**Work required**
Can you set down every line of the records below word for word, leaving out the pictures?

(Labeled contour entries)
▬▬▬
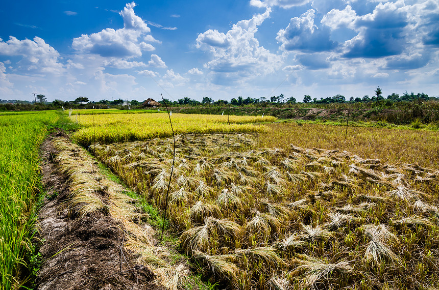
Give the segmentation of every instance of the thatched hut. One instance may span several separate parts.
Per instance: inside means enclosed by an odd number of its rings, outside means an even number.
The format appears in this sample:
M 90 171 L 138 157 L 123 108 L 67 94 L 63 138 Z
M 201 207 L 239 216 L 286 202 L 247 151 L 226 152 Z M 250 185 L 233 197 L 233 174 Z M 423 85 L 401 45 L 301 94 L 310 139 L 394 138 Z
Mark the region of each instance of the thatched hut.
M 142 103 L 142 105 L 143 107 L 148 107 L 149 108 L 155 108 L 156 107 L 160 107 L 162 105 L 158 102 L 156 102 L 151 98 Z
▬▬▬
**Completed task**
Give the segmentation of every instance of the thatched hut. One instance may span several separate parts.
Per instance: inside means enclosed by an odd number of its rings, outside means an even number.
The format appears in this sample:
M 90 171 L 138 157 L 123 108 L 67 94 L 63 138 Z
M 201 207 L 239 216 L 286 202 L 247 151 L 226 152 Z M 250 185 L 233 197 L 233 174 Z M 423 85 L 401 45 L 301 94 L 310 139 L 394 138 Z
Mark the region of each instance of the thatched hut.
M 142 103 L 142 105 L 143 107 L 148 107 L 149 108 L 155 108 L 156 107 L 160 107 L 162 105 L 158 102 L 156 102 L 151 98 Z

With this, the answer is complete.